Solving Algebraic Equations
Solving algebraic equations is about finding the values of the variables that satisfy the equation. Here, the process involved multiple strategies to arrive at the final answer.
- Step 1: Rearranging: After substituting, we aim to bring the equation to a standard form. The equation \( y^2 + 2y = 24 \) is rewritten as \( y^2 + 2y - 24 = 0 \).
- Step 2: Factoring: This equation is factored as \( (y + 6)(y - 4) = 0 \). This gives two possible values for \( y \).
- Step 3: Solving for x: Substituting back, we find the corresponding \( x \) values by solving \( x^{-2} = y \). In this case, \( x^2 = \frac{1}{4} \) suggests \( x = \frac{1}{2} \) or \( x = -\frac{1}{2} \).

- _SET EXERCISE A_: Repeat the rows word for word, beginning at the line that has "Where can the horse tail" and ending after the last of the rows.

- _GIVEN ENTRIES_:
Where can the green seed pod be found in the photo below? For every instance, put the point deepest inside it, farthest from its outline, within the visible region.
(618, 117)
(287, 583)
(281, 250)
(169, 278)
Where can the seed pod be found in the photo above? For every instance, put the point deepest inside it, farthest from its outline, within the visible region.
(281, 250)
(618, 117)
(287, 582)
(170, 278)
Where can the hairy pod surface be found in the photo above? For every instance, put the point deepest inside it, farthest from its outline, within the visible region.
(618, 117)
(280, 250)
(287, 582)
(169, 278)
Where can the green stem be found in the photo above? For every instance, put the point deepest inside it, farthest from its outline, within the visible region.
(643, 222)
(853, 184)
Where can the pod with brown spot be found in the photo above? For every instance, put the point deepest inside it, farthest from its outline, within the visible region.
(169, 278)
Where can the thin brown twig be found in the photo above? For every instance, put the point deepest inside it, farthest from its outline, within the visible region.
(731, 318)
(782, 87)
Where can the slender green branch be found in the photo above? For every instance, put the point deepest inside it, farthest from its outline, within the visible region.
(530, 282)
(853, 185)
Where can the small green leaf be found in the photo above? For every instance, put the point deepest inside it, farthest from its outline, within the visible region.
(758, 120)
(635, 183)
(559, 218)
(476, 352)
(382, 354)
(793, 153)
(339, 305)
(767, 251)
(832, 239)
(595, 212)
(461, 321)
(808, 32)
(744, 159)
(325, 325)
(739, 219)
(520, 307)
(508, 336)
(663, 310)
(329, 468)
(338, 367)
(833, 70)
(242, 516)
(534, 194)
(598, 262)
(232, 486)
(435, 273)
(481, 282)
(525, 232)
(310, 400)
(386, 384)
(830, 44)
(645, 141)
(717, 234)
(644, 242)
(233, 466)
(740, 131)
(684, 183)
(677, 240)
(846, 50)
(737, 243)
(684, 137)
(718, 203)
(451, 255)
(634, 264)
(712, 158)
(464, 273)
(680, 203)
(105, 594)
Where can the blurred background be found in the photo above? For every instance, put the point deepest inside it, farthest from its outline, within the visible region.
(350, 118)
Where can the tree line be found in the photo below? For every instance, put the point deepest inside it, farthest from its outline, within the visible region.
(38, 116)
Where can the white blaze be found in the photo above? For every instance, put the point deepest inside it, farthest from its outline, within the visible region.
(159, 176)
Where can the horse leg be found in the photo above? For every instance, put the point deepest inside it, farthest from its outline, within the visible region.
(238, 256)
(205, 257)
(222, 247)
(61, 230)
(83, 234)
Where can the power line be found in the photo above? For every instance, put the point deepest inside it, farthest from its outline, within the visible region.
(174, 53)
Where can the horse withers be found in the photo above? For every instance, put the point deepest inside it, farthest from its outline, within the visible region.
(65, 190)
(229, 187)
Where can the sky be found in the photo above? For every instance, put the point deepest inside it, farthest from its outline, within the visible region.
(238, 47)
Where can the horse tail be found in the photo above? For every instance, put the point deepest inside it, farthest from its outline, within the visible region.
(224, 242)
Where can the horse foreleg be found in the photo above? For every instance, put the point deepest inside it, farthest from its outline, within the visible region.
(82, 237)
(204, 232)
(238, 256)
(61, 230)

- _SET EXERCISE B_: Continue the text on solving algebraic equations from the point where it stops.

- _RESULT A_:
Where can the horse tail be found in the photo above? For every instance, put the point deepest inside it, farthest from its outline, within the visible region.
(224, 242)
Where can the horse foreleg be found in the photo above? For every instance, put the point deepest inside it, farthest from its outline, within the visible region.
(82, 237)
(204, 232)
(238, 256)
(61, 230)

- _RESULT B_:
Verification of Solutions
Verification of solutions is a crucial step in solving algebraic equations. It ensures that the solutions computed are valid and satisfy the original equation.
- Check substitution: Return to the original equation with the solution values. For \( x = \frac{1}{2} \) and \( x = -\frac{1}{2} \), both satisfy \( x^{-4} + 2x^{-2} = 24 \).
- Validate equalities: Substituting back into \( x^{-4} \) and \( 2x^{-2} \), verify each term and ensure their sum equals 24.